# PROMPT
Below is a set of entries. Reproduce exactly the lines from the one containing "like point(543, 82)." through the end, both included.

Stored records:
┄┄┄┄┄┄┄┄┄┄┄┄┄┄┄┄┄┄┄┄

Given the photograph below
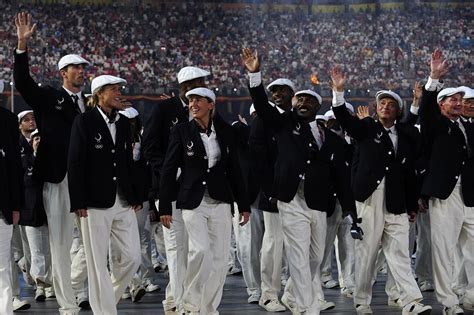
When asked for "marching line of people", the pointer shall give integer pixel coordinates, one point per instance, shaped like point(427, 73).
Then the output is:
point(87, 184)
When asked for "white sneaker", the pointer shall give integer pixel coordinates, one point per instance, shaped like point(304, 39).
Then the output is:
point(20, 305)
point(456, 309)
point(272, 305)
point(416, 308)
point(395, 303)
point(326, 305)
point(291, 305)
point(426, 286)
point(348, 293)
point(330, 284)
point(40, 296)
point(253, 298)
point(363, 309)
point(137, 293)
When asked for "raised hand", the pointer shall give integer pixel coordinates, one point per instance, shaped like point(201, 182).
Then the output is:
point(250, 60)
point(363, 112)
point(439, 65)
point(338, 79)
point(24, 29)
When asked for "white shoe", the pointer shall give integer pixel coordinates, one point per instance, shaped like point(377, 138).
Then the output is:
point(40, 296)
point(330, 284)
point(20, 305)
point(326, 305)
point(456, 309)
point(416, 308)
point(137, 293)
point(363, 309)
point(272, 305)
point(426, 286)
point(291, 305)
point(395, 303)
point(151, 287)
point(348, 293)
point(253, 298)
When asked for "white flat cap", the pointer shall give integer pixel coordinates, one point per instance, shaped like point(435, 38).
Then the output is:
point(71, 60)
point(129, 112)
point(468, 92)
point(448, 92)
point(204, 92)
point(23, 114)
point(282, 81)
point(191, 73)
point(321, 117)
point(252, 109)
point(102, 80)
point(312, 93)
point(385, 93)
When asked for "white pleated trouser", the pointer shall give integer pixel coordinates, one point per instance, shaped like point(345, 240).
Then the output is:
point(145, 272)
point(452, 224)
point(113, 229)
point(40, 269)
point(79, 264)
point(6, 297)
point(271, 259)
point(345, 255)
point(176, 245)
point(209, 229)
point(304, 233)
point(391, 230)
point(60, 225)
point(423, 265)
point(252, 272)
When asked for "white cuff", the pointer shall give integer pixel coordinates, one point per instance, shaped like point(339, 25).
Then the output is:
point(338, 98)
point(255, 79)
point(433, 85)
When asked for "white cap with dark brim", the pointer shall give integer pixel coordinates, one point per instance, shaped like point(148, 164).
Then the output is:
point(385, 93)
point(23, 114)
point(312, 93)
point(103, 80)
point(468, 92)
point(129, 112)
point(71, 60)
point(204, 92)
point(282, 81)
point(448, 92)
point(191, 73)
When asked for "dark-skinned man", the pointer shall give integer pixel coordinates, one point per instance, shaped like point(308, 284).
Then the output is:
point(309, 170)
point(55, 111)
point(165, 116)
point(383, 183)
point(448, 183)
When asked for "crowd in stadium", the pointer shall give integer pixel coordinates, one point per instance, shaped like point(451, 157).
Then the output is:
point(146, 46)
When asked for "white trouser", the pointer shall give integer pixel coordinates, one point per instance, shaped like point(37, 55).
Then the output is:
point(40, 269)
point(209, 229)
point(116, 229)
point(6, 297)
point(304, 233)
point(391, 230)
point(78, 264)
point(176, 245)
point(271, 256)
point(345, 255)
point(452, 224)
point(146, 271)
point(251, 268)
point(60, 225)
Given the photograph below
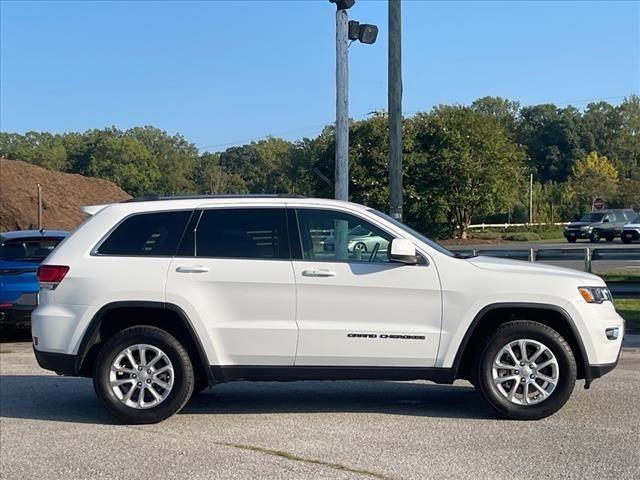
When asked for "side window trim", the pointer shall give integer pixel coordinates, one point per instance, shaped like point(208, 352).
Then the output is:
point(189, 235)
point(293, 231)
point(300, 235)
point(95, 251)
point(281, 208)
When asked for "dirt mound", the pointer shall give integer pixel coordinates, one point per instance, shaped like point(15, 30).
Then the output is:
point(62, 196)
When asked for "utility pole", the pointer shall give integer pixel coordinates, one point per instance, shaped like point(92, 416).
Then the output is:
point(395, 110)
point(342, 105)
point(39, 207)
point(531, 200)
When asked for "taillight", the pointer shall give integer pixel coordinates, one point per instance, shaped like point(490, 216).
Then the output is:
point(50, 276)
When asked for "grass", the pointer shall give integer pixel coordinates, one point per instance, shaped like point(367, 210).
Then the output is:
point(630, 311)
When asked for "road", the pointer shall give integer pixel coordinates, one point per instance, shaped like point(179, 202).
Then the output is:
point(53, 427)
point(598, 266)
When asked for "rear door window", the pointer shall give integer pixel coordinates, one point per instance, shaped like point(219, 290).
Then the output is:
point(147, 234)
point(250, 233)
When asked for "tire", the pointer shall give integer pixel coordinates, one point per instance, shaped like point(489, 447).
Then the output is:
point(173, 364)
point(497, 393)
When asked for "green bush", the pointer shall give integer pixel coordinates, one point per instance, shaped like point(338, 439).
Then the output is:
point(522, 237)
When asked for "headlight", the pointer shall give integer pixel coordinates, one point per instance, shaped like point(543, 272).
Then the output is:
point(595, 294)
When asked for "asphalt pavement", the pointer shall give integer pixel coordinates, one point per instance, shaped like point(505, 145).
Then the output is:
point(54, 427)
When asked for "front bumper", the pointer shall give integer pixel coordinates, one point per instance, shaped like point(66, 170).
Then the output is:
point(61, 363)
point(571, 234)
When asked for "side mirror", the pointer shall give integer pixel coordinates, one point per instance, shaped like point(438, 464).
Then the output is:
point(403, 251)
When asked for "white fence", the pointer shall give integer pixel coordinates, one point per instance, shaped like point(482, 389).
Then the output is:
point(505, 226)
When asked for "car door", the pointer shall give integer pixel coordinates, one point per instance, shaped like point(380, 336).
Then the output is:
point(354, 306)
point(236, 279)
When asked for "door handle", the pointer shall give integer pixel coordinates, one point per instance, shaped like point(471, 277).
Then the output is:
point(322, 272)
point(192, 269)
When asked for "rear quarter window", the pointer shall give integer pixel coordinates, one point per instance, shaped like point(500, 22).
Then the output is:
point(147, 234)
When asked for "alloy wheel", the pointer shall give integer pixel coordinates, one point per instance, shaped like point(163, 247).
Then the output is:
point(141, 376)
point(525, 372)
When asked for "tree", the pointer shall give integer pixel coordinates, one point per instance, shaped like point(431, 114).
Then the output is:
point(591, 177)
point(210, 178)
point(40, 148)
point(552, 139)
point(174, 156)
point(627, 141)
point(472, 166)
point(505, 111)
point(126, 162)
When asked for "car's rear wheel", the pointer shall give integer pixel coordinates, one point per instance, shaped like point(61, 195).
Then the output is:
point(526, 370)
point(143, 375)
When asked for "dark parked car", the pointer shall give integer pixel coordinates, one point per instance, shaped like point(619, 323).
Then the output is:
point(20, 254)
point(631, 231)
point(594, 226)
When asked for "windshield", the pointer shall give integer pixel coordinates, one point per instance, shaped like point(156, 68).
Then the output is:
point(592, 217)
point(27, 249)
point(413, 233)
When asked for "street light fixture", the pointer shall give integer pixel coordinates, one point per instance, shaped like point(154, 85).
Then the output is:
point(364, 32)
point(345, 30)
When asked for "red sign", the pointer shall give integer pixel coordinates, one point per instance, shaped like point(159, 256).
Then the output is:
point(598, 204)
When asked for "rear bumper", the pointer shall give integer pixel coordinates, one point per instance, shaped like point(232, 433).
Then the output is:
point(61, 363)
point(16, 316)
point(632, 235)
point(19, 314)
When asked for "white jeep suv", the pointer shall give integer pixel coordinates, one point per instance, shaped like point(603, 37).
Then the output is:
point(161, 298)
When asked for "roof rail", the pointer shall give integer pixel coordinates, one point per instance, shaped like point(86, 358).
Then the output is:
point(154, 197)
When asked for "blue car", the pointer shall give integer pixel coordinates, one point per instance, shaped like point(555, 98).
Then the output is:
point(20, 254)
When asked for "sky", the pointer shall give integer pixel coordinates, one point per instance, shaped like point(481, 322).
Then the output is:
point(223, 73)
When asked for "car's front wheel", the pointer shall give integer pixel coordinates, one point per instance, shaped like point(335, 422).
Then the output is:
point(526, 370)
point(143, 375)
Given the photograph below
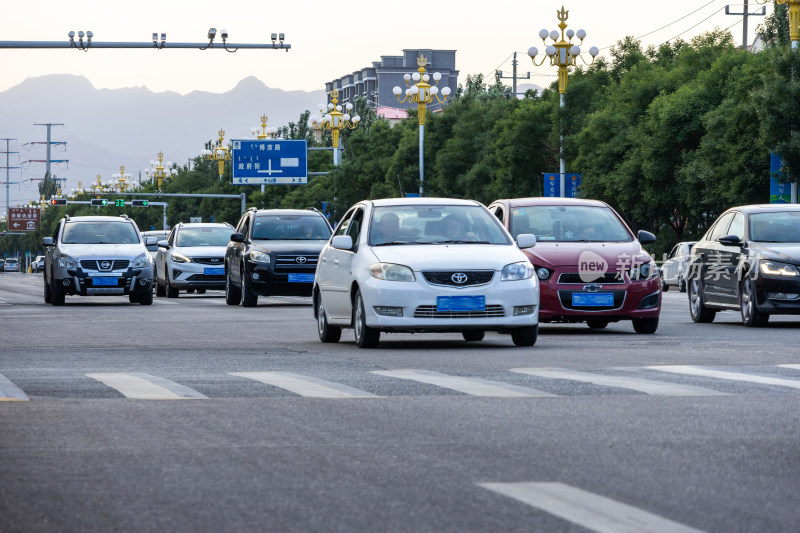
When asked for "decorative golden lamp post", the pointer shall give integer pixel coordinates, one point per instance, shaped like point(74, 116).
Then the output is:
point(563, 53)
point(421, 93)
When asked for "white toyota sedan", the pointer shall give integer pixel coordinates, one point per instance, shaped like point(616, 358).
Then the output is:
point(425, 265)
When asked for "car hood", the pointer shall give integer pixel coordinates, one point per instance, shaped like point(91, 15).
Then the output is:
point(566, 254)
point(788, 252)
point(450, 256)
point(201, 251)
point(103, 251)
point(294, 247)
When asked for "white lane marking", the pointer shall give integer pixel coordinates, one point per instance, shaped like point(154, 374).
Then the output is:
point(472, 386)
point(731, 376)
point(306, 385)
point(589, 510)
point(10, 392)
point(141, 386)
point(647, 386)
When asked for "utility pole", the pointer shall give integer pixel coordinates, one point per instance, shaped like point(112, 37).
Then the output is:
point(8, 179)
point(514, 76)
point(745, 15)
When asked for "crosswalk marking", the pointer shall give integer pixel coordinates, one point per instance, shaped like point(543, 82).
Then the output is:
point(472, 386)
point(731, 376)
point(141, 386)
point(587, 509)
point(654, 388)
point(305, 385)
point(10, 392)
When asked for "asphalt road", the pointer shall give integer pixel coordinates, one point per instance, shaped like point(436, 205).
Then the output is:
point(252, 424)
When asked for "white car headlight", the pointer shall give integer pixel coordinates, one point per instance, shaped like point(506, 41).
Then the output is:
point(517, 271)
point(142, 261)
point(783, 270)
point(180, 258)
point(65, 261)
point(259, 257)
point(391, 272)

┄┄┄┄┄┄┄┄┄┄┄┄┄┄┄┄┄┄┄┄

# FINAL RESULT
When asked for "crosswalk marking", the pointer shall give integer pixel coordinates, one point per instance, shaped like point(543, 82).
Then the output is:
point(472, 386)
point(731, 376)
point(141, 386)
point(587, 509)
point(654, 388)
point(305, 385)
point(10, 392)
When asked for "asphalt road", the pointer shall give integer pixel coordinates, one point per instance, shaped like point(436, 205).
Then the output is:
point(252, 424)
When asked for "white car headlight", the pointer shall give integer pixel coordinates, one point per instance, shaped like point(506, 41).
Then the output is:
point(517, 271)
point(142, 261)
point(783, 270)
point(180, 258)
point(65, 261)
point(259, 257)
point(391, 272)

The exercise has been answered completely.